PASSAGE FOR REVIEW START

**Sustainable AI Energy Estimator & Prompt Optimizer
Project Report**

**1. Overview**

This project aims to estimate the energy consumption of running prompts on large language models (LLMs) and recommend lower-energy alternatives that maintain semantic equivalence. The system integrates natural language processing, supervised learning energy prediction, anomaly detection, and prompt optimization to facilitate sustainable AI practices.

**2. Application Features**

User inputs prompt text, number of model layers, known training time, and expected FLOPs per hour.
Estimates energy consumption (in kWh) for the given prompt execution.
Recommends semantically equivalent prompts with lower expected energy use.
Detects anomalies for unusually high energy consumption cases.
Provides a user-friendly GUI via Streamlit.

**3. System Architecture**

The high-level system components and data flow:


[User Input: Prompt + Model Parameters]
         ↓
[NLP Module]
   → Token Count
   → Complexity Score
         ↓
[Energy Prediction Model]
   (Supervised Learning: RF / NN)

PASSAGE FOR REVIEW END

# TASK
Reproduce the project report above from "User inputs prompt" to "expected energy use.", word for word.

RECORDS SHOWN START

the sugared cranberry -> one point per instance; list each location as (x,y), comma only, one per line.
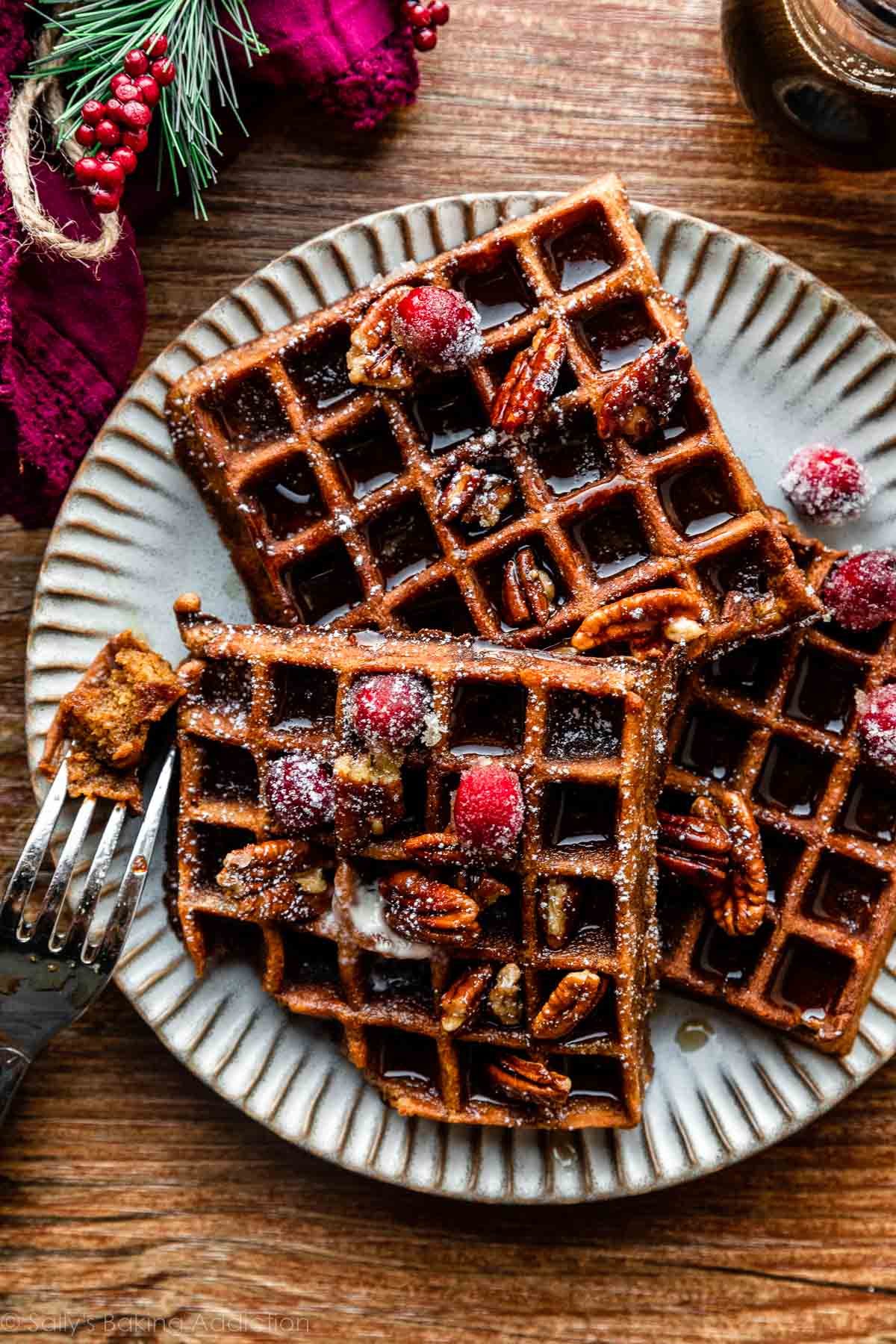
(108,134)
(827,484)
(862,591)
(156,45)
(136,140)
(300,792)
(136,116)
(87,169)
(136,63)
(438,329)
(163,72)
(488,808)
(877,726)
(105,201)
(127,158)
(388,709)
(149,90)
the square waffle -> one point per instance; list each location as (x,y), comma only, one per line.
(777,719)
(585,738)
(331,497)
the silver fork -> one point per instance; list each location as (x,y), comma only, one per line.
(52,972)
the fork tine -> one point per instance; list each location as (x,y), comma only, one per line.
(94,882)
(62,877)
(26,871)
(107,953)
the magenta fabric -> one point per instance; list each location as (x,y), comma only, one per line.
(347,54)
(70,334)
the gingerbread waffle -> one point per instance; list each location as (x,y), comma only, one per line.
(332,497)
(777,719)
(585,738)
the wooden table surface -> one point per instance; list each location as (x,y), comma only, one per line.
(134,1198)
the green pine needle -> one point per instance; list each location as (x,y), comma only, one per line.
(97,35)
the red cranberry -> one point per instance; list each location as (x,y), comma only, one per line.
(488,808)
(300,792)
(136,63)
(438,329)
(136,140)
(156,45)
(149,90)
(877,725)
(108,134)
(87,169)
(827,484)
(127,93)
(390,709)
(127,158)
(105,201)
(862,591)
(163,72)
(111,175)
(136,116)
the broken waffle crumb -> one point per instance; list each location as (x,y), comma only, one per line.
(107,719)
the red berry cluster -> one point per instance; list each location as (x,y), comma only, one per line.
(425,19)
(114,132)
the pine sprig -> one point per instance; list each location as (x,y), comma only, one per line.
(97,35)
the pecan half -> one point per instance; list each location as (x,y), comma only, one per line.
(718,848)
(559,910)
(374,358)
(422,909)
(461,1001)
(527,591)
(505,996)
(648,623)
(644,396)
(276,880)
(476,497)
(370,796)
(568,1004)
(695,847)
(529,379)
(742,906)
(528,1081)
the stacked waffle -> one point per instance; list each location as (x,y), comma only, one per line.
(426,793)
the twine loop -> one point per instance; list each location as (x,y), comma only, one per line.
(15,159)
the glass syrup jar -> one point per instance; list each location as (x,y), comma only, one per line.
(818,74)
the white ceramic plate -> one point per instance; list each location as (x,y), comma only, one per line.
(788,362)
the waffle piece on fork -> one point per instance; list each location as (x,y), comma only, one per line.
(505,986)
(402,507)
(775,722)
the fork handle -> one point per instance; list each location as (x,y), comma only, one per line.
(13,1066)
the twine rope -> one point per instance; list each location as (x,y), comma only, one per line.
(15,159)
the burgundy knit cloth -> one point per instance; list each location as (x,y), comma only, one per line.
(70,334)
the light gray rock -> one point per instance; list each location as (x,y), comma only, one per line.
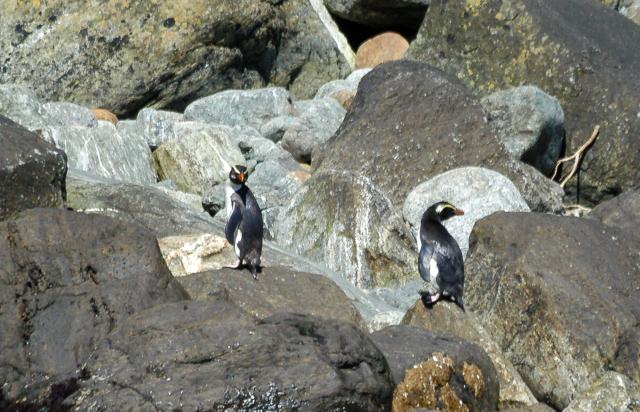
(476,190)
(102,150)
(157,126)
(319,121)
(346,222)
(350,83)
(530,124)
(613,392)
(241,107)
(191,161)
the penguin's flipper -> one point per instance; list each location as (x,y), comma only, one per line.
(235,219)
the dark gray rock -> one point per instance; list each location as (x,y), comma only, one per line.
(555,45)
(32,171)
(220,358)
(530,124)
(550,287)
(345,221)
(67,279)
(144,205)
(380,13)
(429,123)
(453,369)
(278,289)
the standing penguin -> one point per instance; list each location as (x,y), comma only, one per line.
(440,260)
(244,219)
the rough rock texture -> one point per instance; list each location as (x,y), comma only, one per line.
(346,222)
(612,392)
(278,289)
(191,161)
(530,124)
(430,123)
(312,50)
(319,121)
(382,48)
(380,13)
(241,107)
(32,171)
(447,318)
(492,45)
(220,358)
(477,191)
(144,205)
(549,287)
(451,373)
(104,151)
(188,254)
(67,279)
(622,211)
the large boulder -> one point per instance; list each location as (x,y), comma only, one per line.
(67,279)
(143,205)
(380,13)
(612,392)
(446,317)
(555,45)
(32,171)
(530,124)
(278,289)
(191,161)
(345,221)
(477,191)
(437,370)
(430,123)
(550,287)
(214,356)
(623,211)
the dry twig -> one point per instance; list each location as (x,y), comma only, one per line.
(576,157)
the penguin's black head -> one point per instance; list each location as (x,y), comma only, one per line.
(238,175)
(442,211)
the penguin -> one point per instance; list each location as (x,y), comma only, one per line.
(440,259)
(244,228)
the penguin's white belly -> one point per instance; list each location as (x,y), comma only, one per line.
(433,270)
(236,245)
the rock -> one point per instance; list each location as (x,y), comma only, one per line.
(32,171)
(382,48)
(157,126)
(188,254)
(241,107)
(430,123)
(622,211)
(220,358)
(102,150)
(191,161)
(380,13)
(590,70)
(612,392)
(158,55)
(106,115)
(278,289)
(479,192)
(437,370)
(320,120)
(530,124)
(549,287)
(346,222)
(312,49)
(67,280)
(143,205)
(445,317)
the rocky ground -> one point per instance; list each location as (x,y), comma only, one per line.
(352,117)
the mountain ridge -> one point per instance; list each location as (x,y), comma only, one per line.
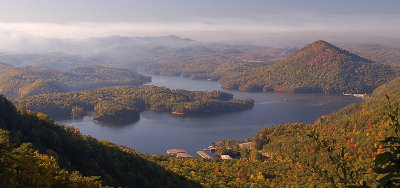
(317,67)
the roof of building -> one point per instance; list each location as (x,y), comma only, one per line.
(204,154)
(176,151)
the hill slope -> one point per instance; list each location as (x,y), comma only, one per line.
(16,81)
(318,67)
(117,165)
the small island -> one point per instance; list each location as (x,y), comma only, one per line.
(123,103)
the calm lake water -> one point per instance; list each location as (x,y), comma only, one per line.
(156,132)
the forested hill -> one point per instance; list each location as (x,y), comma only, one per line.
(317,67)
(121,102)
(62,151)
(16,81)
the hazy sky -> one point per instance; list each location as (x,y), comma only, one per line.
(205,20)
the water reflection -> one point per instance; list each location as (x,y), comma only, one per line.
(156,132)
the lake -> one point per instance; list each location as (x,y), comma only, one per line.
(156,132)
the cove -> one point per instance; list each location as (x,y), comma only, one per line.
(156,132)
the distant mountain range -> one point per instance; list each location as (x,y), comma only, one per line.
(15,81)
(317,67)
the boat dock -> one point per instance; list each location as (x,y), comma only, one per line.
(180,153)
(204,155)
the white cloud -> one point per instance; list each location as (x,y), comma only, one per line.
(279,25)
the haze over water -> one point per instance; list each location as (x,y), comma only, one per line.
(156,132)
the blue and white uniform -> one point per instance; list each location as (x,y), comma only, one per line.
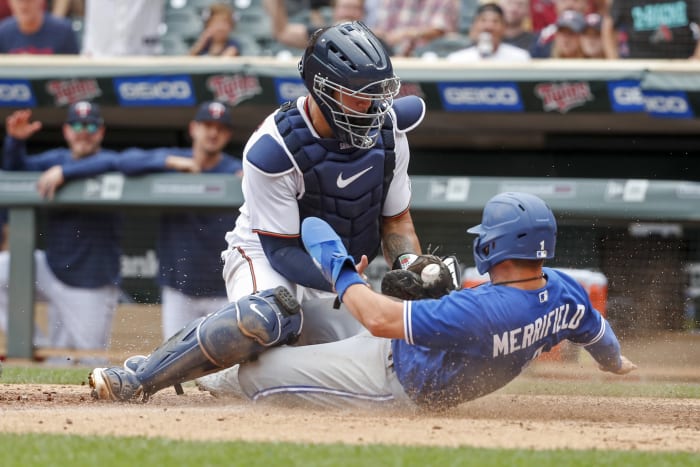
(188,244)
(291,173)
(460,347)
(78,271)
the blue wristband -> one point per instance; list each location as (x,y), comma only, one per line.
(346,278)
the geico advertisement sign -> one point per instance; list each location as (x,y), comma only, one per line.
(16,93)
(155,90)
(628,96)
(459,97)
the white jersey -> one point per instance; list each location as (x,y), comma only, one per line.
(275,211)
(122,27)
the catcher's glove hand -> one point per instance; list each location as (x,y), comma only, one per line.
(427,276)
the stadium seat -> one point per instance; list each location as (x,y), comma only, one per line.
(467,9)
(174,45)
(443,46)
(184,22)
(254,22)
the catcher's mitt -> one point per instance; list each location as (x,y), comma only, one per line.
(427,276)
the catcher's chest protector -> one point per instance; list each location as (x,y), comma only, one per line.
(343,185)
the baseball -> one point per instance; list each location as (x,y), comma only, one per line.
(430,273)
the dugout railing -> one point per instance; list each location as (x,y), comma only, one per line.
(643,210)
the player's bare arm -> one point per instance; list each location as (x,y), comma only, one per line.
(19,124)
(380,314)
(399,237)
(49,181)
(182,164)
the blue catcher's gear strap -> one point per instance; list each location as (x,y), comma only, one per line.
(329,254)
(289,259)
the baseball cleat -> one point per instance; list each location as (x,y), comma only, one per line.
(133,362)
(115,384)
(325,247)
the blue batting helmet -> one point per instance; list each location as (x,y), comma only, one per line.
(348,60)
(514,226)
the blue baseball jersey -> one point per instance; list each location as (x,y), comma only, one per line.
(189,243)
(82,248)
(475,341)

RECORDS SHOWN END

# WRITTEN ANSWER
User inputs prompt text, number of model layers, known training time, and expected FLOPs per hour.
Estimates energy consumption (in kWh) for the given prompt execution.
Recommends semantically equivalent prompts with lower expected energy use.